▶ TRY IT: Continue the President's remarks honoring the Small Business Person of the Year from the point where they stop.

══ EXCERPT ══

Bill Clinton photo

Remarks Honoring the Small Business Person of the Year

May 04, 1994

The President. Thank you very much, and welcome to the White House. Ladies and gentlemen, you have just seen an example of Clinton's first law of politics: Whenever possible, be introduced by someone you've appointed to high office. [Laughter] I say that in good humor. You know, when I met Erskine Bowles in 1992 when I was out running for President—and our wives had gone to college together and had known each other many, many years ago, and his wonderful wife was and still is one of the most successful textile executives in the United States—and I talked to him about what he had done over the last 20 years, starting small businesses, helping them to expand, helping them to get involved in trade, I thought to myself, you know, this is the sort of person that ought to be head of the SBA, somebody that actually made a living helping other people with their small businesses, someone that actually knew something about it and had some idea of what the practical realities of daily life were like, somebody that would be recognized by people without regard to their political party. This ought not to be a political agency. It ought to be an agency committed to the economic interest and the advancements of the Small Business Administration.

And at the time, of course, I had no way of knowing whether I'd even be nominated, much less elected, or whether he would ever be willing to leave his good life in North Carolina and come up here and do this. But I want to tell you that I think he's been one of the best appointments I've made as President. And I thing he's made a difference in the small business community. And I think we have set a standard that I hope future administrations will follow of not politicizing the SBA but instead appointing someone who actually knows what it's like to start up, finance, expand, and deal with the problems and the challenges of small business in America today. And I want to thank him for that.

Today is a happy day not just for Erskine but for me because we get to honor the national Small Business Person of the Year and the second and first runners-up. We all know that those of you who will be recognized today as winners and those who have won in each of their States really represent people just like you, thousands, indeed, millions of people all across America. Nonetheless, it's a very happy thing to do.

═══
══ DATA UNDER STUDY ══

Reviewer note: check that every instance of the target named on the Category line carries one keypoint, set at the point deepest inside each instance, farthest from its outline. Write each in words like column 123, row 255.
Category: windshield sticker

═══
══ DATA UNDER STUDY ══

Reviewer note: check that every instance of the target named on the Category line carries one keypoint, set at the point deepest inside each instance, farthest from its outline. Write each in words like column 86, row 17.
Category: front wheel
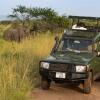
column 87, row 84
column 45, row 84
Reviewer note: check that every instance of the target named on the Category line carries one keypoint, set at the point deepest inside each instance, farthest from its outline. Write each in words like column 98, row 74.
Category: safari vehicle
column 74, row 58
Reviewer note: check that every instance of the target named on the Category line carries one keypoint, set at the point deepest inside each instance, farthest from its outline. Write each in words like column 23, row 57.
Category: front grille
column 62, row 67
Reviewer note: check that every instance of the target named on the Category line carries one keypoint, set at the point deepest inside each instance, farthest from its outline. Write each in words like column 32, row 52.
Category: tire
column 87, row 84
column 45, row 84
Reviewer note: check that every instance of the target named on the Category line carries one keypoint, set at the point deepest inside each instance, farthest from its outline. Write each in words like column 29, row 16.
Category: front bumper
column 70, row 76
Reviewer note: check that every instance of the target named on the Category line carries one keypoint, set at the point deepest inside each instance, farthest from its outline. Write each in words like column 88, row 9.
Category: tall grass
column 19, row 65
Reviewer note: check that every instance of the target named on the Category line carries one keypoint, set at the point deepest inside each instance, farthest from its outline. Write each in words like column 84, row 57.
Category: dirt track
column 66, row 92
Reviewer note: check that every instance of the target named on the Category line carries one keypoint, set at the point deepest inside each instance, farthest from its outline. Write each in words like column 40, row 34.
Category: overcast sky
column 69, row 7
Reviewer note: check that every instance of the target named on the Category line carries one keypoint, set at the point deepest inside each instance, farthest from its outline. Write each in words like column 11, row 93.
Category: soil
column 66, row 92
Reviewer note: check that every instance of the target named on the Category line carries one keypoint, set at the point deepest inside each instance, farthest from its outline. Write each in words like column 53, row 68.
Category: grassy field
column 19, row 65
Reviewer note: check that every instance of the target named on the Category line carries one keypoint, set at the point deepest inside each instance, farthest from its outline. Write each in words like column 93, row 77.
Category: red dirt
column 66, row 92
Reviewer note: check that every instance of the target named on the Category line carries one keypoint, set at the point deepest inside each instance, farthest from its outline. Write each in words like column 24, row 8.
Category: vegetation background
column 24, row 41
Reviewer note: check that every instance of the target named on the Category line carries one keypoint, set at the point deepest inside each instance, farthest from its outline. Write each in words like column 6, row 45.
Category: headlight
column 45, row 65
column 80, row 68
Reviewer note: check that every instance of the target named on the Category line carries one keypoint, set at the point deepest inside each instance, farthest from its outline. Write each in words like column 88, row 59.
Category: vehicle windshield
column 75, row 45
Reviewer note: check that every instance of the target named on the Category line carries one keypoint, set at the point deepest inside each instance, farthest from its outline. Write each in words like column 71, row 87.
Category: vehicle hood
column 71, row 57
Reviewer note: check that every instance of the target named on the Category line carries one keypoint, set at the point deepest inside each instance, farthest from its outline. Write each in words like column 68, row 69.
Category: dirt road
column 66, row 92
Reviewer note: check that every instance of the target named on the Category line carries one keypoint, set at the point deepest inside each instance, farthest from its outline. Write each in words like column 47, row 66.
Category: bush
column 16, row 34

═══

▶ EXERCISE OUTPUT:
Let me begin by saying what I guess political leaders always say, but something that's increasingly true in this country, and that is that the small business economy is critically important to the future of America. You have only to look at just what's gone on in the last 15 months, where we have seen a dramatic expansion of new jobs in America. In the first 14 months of this administration there were 2.5 million new jobs created, which were together more than in the previous 4 years. And 2.3 million of those jobs were in the private sector, which is more than twice as many private sector jobs as in the previous 4 years. But big companies in America, in large numbers, continued to downsize, which means that in the small business sector, in the new and growing and entrepreneurial sector of our economy, even more jobs were created.

And if you look at the way the world is going, where jobs are being created more and more and more in cutting edge technologies, and opportunities are more and more and more in the refinement of certain products and services, if you try to imagine what the world will be like 10 years from now or 15 years from now, it is impossible to draw any conclusion other than that if we're going to continue to be the engine of job growth in this country and for the world, it will have to come through small business people.

It's an exciting prospect, but it means that we have to reorient a lot of our thinking toward what would be necessary to try to support small business as the primary engine of new job creation. A lot of the big things that we do in Government, which make a difference for all business, obviously help small business.

Last year, we had the biggest deficit reduction package in history, $500 billion. It helped to drive interest rates down; it helped to trigger home-building and automobile buying and a lot of other things that got this economy going again.

This year, the Congress is dealing with a budget that I gave them which does some very interesting things I want to talk to you about. It eliminates outright 100 Government programs; it cuts over 200 others. If adopted as it is, it not only continues to reduce defense— and I want to say a little more about that in a minute and just ask you for a little help— but it not only continues to reduce defense, but for the first time since 1969 it would have our Government reducing aggregate domestic discretionary spending for the first time in 25 years.

And we do it while we actually increase funding for Head Start, for nutritional programs for poor children, for new technologies for the 21st century, for defense conversion efforts, and for worker training, because we cut out so much other stuff. And if it's adopted, it will give us a budget, which for the first time since Harry Truman was President, in the aftermath of the Second World War, when it had to happen just naturally—when the Government has reduced its deficit 3 years in a row. And the United States will have a deficit that as a percentage of our annual income is smaller than that of any major industrial country in the world, which is a huge sea change from the last several years. And it will begin to give us some control over our financial destiny and the future of the little children that are in this audience today.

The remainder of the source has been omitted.